> _DATA_
★ ★ ★ ★ ★ ★ ★

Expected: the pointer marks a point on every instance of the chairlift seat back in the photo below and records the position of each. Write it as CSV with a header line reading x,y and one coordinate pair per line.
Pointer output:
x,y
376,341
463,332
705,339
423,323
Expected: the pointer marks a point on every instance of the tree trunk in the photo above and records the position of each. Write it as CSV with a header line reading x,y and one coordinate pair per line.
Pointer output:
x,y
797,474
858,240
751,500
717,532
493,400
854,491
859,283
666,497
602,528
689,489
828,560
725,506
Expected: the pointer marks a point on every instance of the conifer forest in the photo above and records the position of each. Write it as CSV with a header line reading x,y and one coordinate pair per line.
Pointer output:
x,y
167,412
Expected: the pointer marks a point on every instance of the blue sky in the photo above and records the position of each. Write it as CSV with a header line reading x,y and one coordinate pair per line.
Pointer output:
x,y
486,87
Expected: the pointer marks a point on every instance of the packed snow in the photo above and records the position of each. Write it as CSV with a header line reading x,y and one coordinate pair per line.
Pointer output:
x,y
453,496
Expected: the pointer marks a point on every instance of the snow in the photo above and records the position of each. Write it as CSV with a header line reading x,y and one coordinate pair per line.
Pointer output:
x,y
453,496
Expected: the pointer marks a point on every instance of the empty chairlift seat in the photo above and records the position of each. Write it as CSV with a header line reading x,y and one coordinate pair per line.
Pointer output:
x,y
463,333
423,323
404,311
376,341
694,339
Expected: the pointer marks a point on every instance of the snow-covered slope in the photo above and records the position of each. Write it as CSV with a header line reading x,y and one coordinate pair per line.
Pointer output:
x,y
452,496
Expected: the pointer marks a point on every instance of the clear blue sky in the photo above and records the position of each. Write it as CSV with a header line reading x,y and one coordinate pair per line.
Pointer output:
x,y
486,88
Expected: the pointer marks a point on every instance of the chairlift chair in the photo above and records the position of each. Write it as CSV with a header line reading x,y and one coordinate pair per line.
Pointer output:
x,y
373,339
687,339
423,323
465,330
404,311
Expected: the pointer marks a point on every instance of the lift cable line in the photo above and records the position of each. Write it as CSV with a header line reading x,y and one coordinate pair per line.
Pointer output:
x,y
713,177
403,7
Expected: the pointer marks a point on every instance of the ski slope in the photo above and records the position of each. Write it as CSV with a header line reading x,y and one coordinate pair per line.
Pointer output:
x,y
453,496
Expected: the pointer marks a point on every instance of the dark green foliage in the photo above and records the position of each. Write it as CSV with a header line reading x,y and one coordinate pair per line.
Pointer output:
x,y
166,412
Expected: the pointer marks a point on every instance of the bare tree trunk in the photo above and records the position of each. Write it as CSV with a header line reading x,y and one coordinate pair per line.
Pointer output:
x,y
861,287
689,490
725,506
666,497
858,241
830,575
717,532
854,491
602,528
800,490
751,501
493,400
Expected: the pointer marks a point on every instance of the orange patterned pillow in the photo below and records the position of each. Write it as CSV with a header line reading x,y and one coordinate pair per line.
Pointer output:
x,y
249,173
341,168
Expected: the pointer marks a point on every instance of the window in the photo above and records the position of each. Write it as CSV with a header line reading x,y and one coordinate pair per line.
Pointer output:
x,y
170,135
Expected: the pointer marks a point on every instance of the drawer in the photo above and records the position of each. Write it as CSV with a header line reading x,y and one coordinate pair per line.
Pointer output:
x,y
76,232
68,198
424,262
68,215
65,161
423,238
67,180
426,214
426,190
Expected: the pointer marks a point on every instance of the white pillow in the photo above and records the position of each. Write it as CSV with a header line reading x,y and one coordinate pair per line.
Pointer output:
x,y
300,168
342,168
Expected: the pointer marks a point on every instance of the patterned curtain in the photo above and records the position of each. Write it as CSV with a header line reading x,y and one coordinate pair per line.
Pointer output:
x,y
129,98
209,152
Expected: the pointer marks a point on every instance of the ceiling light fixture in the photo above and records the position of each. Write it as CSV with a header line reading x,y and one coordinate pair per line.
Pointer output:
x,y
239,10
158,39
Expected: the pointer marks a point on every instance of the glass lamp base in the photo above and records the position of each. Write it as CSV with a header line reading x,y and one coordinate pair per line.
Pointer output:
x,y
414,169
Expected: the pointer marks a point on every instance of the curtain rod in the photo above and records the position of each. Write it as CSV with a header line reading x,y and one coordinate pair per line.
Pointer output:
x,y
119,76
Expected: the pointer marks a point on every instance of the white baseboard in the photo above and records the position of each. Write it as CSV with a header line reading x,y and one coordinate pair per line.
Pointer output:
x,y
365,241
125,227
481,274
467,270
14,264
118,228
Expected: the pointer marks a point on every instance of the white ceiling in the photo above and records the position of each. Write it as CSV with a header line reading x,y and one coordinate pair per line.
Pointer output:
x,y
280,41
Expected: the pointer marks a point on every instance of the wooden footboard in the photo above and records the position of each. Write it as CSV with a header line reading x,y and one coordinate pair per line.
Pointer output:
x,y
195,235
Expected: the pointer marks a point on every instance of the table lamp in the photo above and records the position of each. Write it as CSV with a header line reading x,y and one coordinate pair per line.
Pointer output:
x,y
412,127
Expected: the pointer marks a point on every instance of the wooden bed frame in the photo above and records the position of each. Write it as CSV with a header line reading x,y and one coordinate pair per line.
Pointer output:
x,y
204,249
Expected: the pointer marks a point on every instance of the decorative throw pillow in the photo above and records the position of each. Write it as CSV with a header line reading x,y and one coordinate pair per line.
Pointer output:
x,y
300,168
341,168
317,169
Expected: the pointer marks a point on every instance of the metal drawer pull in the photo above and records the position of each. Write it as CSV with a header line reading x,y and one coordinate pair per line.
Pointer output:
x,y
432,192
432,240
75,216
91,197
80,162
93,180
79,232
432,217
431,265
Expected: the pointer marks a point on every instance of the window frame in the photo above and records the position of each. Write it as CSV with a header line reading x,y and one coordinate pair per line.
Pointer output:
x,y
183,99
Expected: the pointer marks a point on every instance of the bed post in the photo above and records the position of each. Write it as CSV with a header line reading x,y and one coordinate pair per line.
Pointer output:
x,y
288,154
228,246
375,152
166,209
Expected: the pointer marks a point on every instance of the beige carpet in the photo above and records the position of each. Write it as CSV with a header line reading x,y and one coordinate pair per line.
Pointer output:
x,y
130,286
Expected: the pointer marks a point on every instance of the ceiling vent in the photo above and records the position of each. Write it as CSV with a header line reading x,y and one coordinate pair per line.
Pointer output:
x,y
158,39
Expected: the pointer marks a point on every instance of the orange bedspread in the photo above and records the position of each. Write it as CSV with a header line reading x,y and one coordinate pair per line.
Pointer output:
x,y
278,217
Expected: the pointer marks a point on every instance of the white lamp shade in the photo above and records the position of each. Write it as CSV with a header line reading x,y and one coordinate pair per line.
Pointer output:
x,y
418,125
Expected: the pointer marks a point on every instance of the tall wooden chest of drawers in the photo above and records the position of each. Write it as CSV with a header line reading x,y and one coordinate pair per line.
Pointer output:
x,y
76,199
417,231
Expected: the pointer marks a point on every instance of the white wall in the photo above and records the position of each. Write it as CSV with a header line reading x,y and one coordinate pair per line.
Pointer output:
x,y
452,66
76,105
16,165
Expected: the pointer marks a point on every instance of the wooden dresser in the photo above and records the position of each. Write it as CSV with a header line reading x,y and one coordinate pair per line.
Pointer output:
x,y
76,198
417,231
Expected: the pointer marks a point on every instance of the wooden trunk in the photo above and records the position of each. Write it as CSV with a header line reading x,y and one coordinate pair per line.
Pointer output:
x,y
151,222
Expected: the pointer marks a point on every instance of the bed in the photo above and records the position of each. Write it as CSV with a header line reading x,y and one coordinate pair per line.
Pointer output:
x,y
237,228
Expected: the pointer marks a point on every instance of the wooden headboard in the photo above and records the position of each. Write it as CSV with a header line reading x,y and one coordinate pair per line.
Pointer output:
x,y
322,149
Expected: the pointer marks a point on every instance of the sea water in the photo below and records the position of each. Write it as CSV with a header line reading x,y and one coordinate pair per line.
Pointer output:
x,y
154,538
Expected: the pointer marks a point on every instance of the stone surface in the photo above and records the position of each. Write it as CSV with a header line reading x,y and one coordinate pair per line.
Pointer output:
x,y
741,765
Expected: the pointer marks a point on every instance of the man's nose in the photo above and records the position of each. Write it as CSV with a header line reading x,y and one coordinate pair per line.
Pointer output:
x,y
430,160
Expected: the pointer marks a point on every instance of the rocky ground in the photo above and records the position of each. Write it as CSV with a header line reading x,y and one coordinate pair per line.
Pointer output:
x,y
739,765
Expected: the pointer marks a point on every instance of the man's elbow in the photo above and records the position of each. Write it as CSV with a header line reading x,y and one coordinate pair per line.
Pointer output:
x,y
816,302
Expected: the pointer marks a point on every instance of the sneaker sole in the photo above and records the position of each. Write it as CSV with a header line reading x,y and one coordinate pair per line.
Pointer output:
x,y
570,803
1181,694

★ ★ ★ ★ ★ ★ ★

> _WHAT TO PRODUCE_
Could you say how many lines in the listing contain the string "lamp"? Only the number, please.

> _YOUR RESPONSE_
3